## Document segment
+---+
A neural parsing pipeline for segmentation, morphological tagging, dependency parsing and lemmatization with pre-trained models for more than 50 languages. Top ranker in the CoNLL-18 Shared Task.

Turku neural parser pipeline

A neural parsing pipeline for segmentation, morphological tagging, dependency parsing and lemmatization with pre-trained models for more than 50 languages. The pipeline ranked 1st on lemmatization, and 2nd on both LAS and MLAS (morphology-aware LAS) on the CoNLL-18 Shared Task on Parsing Universal Dependencies. Accuracies for all languages, see TurkuNLP at https://universaldependencies.org/conll18/results.html.

LATEST:

May 27, 2019: GPU docker images available. See the instructions here.

Mar 05, 2019: Server-mode docker images available for parsing without re-loading the model between requests. See the instructions here

Dec 28, 2018: Docker images available. See the instructions here.

Dec 18, 2018: Finnish model updated (fi_tdt), should be now faster as it includes a bigger precomputed lemma cache (no changes in accuracy) –> run python3 fetch_models.py fi_tdt to get the latest

Dec 14, 2018: Faster lemmatizer, major updates for the lemmatizer making it considerably faster (no changes in accuracy). –> Pipeline needs clean instalation (requirements also changed)!
+---+
## Data section
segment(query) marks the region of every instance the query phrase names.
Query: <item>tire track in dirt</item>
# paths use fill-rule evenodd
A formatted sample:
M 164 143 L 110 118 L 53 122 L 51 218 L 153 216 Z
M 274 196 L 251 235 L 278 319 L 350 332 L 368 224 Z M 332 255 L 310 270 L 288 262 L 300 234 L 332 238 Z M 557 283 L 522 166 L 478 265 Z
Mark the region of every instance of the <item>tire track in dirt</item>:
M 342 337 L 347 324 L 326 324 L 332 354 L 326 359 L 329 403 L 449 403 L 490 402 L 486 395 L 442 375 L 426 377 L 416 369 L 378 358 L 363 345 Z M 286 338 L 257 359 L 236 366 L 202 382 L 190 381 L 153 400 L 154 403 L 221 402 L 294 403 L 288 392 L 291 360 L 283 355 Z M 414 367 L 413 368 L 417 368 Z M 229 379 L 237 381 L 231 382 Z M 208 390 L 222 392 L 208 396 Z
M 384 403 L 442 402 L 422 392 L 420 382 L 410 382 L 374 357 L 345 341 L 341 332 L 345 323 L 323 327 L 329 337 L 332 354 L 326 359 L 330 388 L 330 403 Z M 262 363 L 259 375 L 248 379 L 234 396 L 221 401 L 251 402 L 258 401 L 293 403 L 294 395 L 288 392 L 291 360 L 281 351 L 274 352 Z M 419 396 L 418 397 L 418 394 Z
+---+
## Exercise set
**1.** Summarize the Turku parser text in two sentences.
**2.** Repeat word for word the part of the Turku parser text that begins at the words "Turku neural parser" and stops after the words "2018: Docker images available. See the instructions here.".
The items play no part in this work.

## Solution set
**1.** The Turku neural parser pipeline handles segmentation, morphological tagging, dependency parsing and lemmatization, with pre-trained models for more than 50 languages, and it ranked 1st on lemmatization and 2nd on both LAS and MLAS in the CoNLL-18 Shared Task on Parsing Universal Dependencies. Recent updates added Docker images, including server-mode and GPU versions, along with an updated Finnish model and a considerably faster lemmatizer with no changes in accuracy.

**2.**
Turku neural parser pipeline

A neural parsing pipeline for segmentation, morphological tagging, dependency parsing and lemmatization with pre-trained models for more than 50 languages. The pipeline ranked 1st on lemmatization, and 2nd on both LAS and MLAS (morphology-aware LAS) on the CoNLL-18 Shared Task on Parsing Universal Dependencies. Accuracies for all languages, see TurkuNLP at https://universaldependencies.org/conll18/results.html.

LATEST:

May 27, 2019: GPU docker images available. See the instructions here.

Mar 05, 2019: Server-mode docker images available for parsing without re-loading the model between requests. See the instructions here

Dec 28, 2018: Docker images available. See the instructions here.